[start DATASET CONTENT]

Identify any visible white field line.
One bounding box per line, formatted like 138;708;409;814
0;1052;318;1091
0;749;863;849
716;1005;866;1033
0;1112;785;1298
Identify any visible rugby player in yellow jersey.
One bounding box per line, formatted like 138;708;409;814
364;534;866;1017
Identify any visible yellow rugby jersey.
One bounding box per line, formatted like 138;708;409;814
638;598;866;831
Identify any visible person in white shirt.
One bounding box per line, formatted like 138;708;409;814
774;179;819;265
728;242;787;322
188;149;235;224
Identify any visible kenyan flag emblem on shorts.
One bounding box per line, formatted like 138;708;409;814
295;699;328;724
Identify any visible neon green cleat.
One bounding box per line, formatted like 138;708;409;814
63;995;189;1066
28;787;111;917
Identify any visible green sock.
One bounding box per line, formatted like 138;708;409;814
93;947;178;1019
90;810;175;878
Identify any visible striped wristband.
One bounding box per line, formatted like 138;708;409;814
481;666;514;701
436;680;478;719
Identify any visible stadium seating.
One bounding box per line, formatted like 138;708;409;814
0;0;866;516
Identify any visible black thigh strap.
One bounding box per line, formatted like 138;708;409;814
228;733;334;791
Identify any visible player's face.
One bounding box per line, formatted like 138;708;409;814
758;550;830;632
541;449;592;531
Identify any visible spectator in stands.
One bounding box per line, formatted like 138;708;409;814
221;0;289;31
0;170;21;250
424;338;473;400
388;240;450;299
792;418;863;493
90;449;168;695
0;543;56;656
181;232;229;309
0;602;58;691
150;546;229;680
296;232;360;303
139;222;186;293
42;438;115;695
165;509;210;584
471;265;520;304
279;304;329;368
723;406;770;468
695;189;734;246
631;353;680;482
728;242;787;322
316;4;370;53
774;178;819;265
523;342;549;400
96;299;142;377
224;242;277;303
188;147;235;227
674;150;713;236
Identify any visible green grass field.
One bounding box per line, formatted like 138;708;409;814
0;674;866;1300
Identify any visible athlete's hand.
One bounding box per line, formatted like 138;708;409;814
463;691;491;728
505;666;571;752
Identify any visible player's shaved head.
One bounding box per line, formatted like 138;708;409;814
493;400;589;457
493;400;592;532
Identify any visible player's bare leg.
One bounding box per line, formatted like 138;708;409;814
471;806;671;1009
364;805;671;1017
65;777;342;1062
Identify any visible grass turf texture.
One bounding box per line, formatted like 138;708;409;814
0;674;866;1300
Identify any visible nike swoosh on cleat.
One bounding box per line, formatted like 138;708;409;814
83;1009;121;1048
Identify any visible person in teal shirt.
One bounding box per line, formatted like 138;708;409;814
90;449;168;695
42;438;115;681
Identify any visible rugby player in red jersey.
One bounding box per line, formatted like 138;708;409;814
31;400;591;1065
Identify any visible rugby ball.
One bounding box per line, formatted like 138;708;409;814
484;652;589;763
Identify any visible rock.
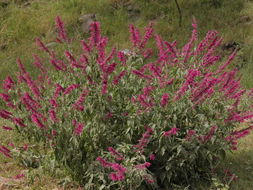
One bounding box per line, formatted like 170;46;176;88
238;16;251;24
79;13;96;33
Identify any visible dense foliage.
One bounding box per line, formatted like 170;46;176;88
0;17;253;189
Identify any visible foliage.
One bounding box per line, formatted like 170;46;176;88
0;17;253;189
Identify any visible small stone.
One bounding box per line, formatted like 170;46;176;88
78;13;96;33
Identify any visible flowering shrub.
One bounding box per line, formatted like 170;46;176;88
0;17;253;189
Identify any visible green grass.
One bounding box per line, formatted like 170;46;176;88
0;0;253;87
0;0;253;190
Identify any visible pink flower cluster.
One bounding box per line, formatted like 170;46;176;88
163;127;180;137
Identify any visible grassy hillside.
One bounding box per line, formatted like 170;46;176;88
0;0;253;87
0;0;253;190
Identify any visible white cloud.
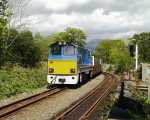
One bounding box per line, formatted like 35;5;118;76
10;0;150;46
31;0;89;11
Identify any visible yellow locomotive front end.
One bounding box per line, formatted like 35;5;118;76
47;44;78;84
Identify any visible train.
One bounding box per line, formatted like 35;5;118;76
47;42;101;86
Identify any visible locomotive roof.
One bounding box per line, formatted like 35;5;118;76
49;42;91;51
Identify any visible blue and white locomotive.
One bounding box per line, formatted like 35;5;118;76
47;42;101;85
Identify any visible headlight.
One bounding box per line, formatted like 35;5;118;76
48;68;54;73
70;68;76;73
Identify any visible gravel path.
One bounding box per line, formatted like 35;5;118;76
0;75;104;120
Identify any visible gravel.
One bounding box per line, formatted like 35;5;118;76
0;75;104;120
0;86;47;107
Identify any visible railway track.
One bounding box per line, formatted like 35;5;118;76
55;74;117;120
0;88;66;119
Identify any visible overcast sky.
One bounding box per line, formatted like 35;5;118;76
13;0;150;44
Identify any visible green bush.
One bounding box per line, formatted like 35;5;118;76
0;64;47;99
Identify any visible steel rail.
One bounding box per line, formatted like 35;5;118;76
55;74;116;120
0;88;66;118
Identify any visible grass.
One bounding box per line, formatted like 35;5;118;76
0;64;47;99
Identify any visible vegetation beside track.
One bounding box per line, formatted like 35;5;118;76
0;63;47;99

[end DATASET CONTENT]
[start DATASET CONTENT]

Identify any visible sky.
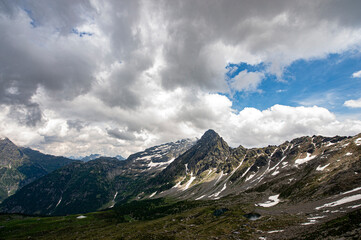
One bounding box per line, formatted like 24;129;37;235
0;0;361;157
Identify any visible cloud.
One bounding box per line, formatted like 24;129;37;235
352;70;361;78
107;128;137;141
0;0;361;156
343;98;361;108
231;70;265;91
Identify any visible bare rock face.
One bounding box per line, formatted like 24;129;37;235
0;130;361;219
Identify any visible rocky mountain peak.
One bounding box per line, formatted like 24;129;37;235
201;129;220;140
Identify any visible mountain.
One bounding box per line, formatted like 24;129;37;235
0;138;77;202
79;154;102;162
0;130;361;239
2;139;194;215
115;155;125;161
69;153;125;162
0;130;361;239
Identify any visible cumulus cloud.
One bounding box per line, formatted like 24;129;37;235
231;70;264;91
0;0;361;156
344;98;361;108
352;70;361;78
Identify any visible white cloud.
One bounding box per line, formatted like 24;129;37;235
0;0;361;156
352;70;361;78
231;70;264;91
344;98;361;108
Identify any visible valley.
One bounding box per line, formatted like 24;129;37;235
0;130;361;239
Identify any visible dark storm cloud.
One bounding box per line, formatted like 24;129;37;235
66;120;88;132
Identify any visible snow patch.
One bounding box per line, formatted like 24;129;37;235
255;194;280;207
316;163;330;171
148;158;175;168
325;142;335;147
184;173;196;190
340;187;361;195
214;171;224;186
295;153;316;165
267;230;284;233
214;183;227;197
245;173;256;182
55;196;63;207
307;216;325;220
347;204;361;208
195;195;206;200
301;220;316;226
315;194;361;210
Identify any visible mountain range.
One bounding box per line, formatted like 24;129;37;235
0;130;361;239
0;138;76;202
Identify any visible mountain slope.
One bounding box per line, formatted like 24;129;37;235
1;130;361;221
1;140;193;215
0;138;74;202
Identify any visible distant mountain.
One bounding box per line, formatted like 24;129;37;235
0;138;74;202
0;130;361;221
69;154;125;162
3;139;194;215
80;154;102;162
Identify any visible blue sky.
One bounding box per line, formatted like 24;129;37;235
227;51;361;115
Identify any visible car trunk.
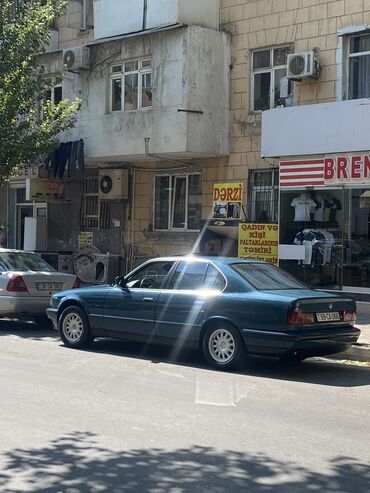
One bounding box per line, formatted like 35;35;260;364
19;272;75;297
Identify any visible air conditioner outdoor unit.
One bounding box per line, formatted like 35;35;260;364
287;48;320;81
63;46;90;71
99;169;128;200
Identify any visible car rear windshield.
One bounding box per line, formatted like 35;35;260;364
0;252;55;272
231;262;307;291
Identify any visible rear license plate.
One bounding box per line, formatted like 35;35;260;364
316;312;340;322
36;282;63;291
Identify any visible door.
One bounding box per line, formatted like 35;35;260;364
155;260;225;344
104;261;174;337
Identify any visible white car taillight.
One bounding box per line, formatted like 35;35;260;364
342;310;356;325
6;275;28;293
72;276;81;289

[end DATASET CONTENT]

=== SHORT EXERCISE ===
Locate every line in the listing that contains the word "foliage", and copy each of those lines.

=== EXERCISE ANSWER ===
Identify any visible dense foliage.
Identify any visible foliage.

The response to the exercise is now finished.